### TASK GOAL:
Repeat the whole listing word for word, skipping pictures.

======== RECORDS TO USE

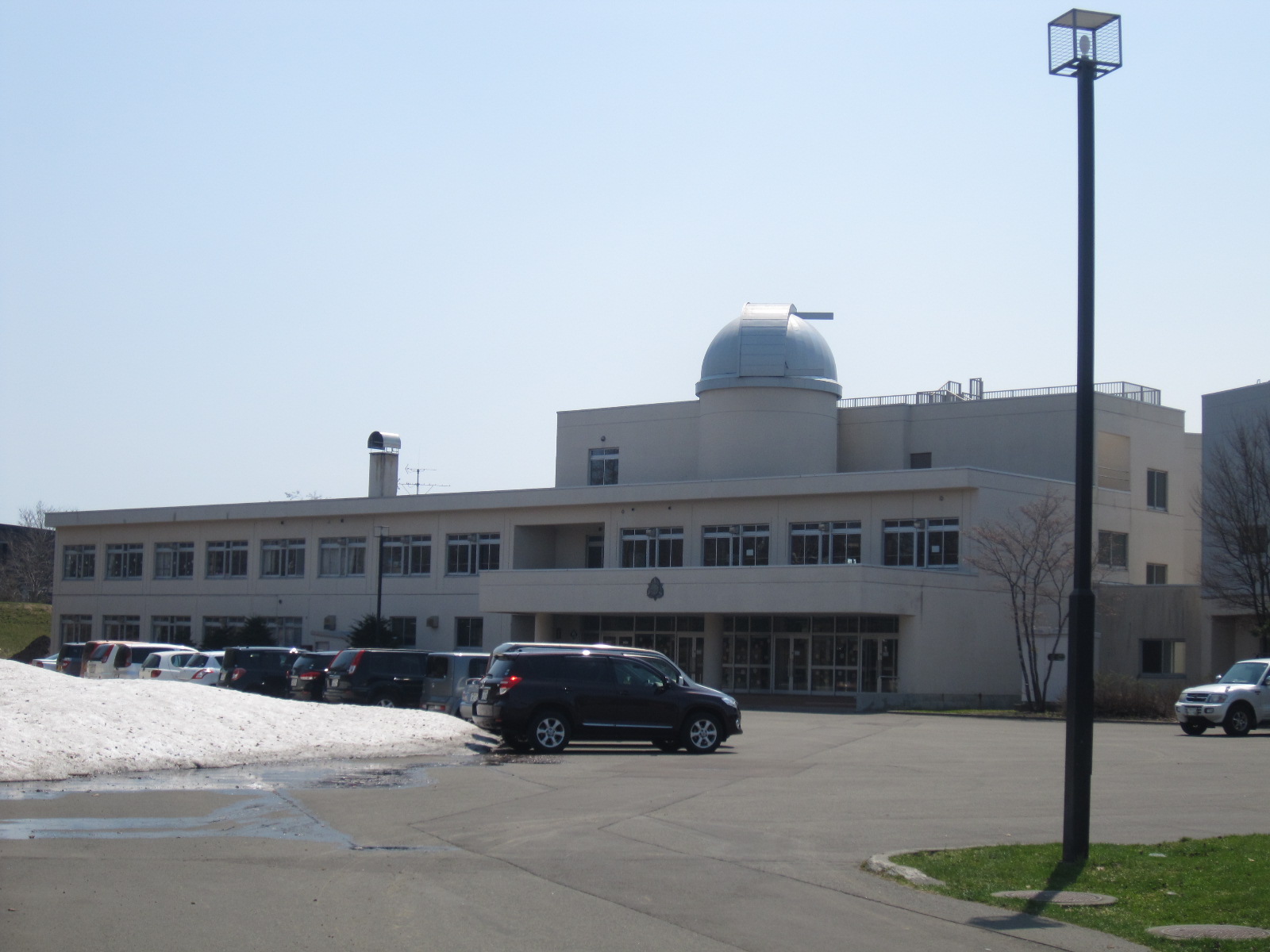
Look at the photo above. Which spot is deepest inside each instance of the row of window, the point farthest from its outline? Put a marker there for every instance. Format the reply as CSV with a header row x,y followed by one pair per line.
x,y
285,558
922,543
178,628
906,543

================

### SOLUTION:
Look at the photo above. Which spot is deepest inside each instance of the row of window, the point farthest from its outline? Put a marker there for every instance. Format the reply as CSV with a header row x,y followed by one pair per line.
x,y
285,558
922,543
178,628
906,543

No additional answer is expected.